======== TEKS UNTUK DIANALISIS

Generic selectors
Exact matches only
Search in title
Search in content
Post Type Selectors

Bolehkah Merayakan Tahun Baru Masehi?

Bina-Qurani-Bolehkah-Merayakan-Tahun-Baru-Masehi
Bolehkah Merayakan Tahun Baru Masehi?

Tidak lama lagi selang beberapa hari kedepan, kita akan menyaksikan sebuah perayaan besar, perayaan yang dilangsungkan oleh masyarakat di seluruh penjuru dunia, dan didukung, serta ditayangkan secara masif oleh media-media mainstream baik seperti televisi, radio, media sosial, maupun situs-situs internet.

Perayaan besar ini adalah perayaan tahun baru masehi. Sebuah perayaan rutin yang sengaja disambut serta dimeriahkan dengan berbagai acara dan kemeriahan guna menarik perhatian masyarakat, terutama menarik perhatian kaum muslimin.

================

### KUMPULAN LATIHAN
(A) Sebutkan semua media mainstream yang disebut dalam teks tentang perayaan tahun baru masehi.
(B) Menurut teks tentang perayaan tahun baru masehi, perayaan besar apa yang akan disaksikan dalam beberapa hari ke depan?
(C) Kutiplah bagian teks tentang perayaan tahun baru masehi antara "Tidak lama lagi" dan "maupun situs-situs internet.", termasuk kedua batas tersebut.
Item dalam data di bawah ini tidak berhubungan dengan teks tentang perayaan tahun baru masehi.

======== CUPLIKAN DATA

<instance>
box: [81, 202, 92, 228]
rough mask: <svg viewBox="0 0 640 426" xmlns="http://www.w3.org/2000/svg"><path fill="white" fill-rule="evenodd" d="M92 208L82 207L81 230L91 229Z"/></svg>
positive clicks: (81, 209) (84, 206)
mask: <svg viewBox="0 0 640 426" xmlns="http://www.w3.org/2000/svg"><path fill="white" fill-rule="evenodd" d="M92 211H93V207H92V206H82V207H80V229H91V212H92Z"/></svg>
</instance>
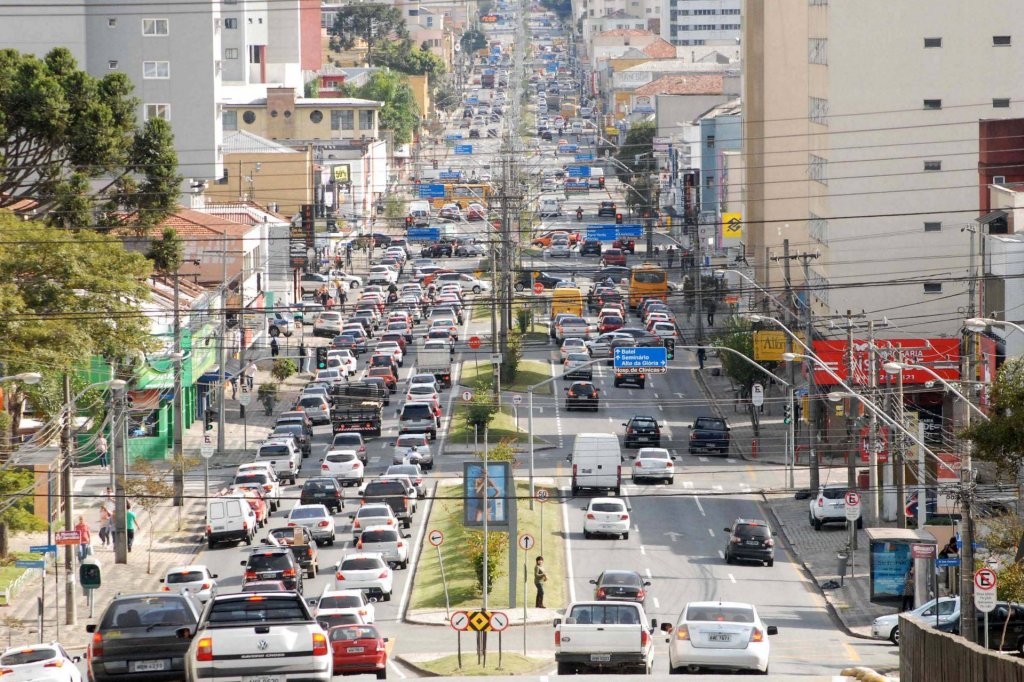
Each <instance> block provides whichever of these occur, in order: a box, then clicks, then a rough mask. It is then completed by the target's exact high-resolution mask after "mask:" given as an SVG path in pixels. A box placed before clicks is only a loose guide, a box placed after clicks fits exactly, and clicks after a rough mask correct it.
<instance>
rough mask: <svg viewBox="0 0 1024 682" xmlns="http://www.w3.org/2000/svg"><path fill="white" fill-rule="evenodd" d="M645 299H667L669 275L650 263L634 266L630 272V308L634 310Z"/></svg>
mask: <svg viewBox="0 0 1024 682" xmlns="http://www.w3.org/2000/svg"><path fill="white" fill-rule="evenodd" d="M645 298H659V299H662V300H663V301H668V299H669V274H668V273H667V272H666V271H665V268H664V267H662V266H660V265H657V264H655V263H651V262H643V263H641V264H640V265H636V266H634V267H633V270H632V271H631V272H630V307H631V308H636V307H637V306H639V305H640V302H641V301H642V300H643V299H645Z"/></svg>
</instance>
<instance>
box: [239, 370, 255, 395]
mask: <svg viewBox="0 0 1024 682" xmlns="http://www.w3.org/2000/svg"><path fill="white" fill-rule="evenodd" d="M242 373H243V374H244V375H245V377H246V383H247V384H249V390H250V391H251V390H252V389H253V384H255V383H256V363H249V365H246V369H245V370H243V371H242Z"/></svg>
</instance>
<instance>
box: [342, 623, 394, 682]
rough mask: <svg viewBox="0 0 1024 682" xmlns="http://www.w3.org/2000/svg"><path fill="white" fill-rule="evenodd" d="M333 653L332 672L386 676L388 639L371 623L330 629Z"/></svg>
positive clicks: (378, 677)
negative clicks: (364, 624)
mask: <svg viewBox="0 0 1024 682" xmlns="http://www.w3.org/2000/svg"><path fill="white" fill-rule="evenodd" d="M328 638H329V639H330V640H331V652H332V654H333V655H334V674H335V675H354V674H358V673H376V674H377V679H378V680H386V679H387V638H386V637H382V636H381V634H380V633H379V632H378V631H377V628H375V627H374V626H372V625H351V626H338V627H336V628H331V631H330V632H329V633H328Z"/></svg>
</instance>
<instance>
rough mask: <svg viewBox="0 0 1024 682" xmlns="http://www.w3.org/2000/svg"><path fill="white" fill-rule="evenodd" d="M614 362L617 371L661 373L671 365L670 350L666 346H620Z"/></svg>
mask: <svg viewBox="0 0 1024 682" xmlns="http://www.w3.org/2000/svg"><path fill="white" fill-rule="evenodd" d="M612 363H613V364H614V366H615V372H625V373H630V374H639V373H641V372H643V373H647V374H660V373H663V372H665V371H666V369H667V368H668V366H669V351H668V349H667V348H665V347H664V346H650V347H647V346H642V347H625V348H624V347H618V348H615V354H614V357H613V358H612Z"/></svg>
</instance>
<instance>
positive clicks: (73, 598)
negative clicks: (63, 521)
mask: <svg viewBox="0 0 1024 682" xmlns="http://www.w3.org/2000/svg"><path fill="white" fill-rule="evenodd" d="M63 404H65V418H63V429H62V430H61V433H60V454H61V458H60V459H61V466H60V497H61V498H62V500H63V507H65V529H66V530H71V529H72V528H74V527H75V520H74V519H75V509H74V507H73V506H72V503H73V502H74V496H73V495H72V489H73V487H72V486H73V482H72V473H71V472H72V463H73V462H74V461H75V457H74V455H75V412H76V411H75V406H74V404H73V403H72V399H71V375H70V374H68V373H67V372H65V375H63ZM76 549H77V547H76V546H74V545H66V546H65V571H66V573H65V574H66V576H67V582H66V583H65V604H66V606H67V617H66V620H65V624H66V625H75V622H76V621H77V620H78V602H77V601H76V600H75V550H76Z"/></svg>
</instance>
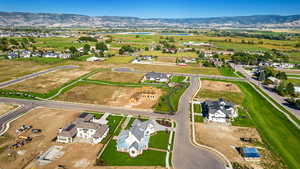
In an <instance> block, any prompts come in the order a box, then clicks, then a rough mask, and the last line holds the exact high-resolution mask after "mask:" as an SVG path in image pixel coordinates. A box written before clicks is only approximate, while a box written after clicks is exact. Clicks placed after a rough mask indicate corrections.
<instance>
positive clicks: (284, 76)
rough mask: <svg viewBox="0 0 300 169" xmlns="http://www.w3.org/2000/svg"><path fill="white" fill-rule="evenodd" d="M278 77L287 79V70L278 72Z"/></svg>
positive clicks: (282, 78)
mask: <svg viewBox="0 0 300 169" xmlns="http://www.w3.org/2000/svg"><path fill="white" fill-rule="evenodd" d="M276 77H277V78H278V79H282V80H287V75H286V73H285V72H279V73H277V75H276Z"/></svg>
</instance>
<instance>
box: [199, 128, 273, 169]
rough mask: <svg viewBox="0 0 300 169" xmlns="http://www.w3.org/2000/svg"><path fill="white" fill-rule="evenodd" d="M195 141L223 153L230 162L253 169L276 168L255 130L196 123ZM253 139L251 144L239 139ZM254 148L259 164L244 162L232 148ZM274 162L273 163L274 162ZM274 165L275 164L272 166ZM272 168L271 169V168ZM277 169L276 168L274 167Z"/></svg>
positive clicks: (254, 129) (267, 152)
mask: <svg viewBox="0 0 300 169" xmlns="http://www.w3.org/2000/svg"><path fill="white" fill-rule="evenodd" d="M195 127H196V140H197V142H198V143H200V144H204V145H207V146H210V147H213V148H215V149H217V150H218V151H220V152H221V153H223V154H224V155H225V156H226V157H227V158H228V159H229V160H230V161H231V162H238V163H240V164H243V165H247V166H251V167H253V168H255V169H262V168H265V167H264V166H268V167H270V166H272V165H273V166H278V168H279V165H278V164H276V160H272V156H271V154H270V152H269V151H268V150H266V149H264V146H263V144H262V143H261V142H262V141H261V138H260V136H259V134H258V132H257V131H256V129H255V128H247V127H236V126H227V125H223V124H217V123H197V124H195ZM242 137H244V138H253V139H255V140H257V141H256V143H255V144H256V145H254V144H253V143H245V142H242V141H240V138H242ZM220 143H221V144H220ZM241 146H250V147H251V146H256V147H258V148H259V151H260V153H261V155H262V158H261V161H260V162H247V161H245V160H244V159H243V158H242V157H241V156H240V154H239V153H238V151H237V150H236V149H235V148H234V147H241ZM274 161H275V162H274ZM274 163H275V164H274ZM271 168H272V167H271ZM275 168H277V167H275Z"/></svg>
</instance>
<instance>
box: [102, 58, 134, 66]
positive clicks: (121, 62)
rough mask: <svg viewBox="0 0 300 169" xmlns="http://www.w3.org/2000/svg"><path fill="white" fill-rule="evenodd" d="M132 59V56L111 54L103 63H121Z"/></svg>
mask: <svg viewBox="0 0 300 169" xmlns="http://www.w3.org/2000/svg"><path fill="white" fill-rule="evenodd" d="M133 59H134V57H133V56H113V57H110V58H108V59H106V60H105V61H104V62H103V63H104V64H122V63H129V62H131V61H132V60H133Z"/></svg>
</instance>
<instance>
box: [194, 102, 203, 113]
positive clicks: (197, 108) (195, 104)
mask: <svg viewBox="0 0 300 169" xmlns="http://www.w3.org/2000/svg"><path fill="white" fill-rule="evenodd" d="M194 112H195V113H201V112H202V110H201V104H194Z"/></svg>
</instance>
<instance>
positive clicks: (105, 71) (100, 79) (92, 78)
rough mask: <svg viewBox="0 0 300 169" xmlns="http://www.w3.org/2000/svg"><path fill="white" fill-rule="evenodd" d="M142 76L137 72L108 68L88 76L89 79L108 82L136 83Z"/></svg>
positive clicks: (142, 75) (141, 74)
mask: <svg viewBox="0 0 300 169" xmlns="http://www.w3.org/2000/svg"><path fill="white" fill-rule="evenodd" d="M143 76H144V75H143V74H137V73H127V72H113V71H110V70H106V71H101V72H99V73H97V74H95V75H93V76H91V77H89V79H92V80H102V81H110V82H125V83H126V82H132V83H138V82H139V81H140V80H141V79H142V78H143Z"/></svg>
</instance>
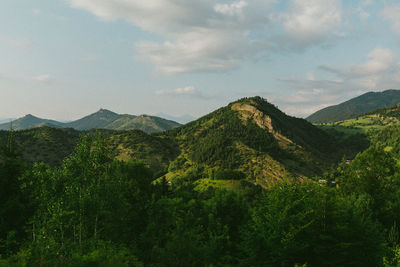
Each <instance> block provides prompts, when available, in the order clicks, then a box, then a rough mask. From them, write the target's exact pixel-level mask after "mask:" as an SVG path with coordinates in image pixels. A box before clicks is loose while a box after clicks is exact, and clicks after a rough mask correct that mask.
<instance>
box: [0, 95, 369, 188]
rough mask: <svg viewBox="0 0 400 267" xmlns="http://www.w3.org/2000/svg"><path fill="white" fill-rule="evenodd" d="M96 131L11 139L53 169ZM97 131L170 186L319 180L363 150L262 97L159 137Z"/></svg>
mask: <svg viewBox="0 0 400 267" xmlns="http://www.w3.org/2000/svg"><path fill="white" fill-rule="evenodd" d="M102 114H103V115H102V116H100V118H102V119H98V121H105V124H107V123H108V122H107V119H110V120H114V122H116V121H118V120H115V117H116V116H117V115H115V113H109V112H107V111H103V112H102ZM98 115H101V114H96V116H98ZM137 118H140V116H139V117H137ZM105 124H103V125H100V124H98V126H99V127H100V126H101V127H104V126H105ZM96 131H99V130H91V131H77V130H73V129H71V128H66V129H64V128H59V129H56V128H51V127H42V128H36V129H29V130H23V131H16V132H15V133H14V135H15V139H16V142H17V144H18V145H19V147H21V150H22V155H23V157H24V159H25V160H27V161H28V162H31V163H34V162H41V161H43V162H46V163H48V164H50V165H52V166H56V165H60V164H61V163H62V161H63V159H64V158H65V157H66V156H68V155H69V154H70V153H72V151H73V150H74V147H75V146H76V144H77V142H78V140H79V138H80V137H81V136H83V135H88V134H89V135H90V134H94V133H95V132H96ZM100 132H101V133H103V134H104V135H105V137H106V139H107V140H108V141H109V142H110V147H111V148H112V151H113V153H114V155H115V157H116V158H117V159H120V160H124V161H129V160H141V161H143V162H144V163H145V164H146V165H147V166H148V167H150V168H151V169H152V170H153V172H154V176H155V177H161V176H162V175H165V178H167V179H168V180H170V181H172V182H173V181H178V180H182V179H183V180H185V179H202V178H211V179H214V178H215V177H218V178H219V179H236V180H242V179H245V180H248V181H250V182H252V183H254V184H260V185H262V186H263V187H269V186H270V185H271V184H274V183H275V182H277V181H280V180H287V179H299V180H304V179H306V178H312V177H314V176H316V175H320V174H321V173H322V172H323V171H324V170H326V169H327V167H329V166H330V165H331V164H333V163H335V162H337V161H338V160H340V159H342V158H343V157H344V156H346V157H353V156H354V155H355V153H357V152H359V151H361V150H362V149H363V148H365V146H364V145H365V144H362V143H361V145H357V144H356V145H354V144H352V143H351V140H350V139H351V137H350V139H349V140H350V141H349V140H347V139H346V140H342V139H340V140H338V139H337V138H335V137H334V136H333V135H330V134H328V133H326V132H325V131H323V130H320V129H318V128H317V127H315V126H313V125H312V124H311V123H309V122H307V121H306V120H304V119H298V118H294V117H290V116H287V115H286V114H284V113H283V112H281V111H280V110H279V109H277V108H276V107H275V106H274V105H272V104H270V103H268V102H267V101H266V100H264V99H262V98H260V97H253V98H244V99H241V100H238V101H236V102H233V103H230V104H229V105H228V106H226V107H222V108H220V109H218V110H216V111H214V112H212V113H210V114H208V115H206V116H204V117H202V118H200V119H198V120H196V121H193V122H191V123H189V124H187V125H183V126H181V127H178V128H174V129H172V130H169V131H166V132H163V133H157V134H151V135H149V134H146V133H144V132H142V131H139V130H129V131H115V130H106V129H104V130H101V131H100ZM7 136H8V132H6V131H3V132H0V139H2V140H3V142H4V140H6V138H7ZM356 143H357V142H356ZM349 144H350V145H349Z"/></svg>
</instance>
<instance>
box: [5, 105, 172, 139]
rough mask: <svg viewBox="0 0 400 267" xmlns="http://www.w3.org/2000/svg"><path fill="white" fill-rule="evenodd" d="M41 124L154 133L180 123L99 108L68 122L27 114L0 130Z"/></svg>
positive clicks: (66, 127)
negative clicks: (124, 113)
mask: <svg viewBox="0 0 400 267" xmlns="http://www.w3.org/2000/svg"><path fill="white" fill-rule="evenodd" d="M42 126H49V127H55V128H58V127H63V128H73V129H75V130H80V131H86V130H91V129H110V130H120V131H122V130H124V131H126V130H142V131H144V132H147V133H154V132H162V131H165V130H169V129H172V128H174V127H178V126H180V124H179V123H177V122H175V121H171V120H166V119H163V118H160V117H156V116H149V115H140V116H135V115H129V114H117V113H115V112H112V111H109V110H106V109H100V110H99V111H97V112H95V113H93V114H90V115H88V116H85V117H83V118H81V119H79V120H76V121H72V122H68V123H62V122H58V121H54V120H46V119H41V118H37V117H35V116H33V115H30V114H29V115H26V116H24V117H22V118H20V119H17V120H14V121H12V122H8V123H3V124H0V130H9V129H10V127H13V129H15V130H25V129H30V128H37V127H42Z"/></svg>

================

### JAWABAN TIAP TUGAS
(A) Televisi, radio, media sosial, dan situs-situs internet.

(B) Perayaan tahun baru masehi.

(C)
Tidak lama lagi selang beberapa hari kedepan, kita akan menyaksikan sebuah perayaan besar, perayaan yang dilangsungkan oleh masyarakat di seluruh penjuru dunia, dan didukung, serta ditayangkan secara masif oleh media-media mainstream baik seperti televisi, radio, media sosial, maupun situs-situs internet.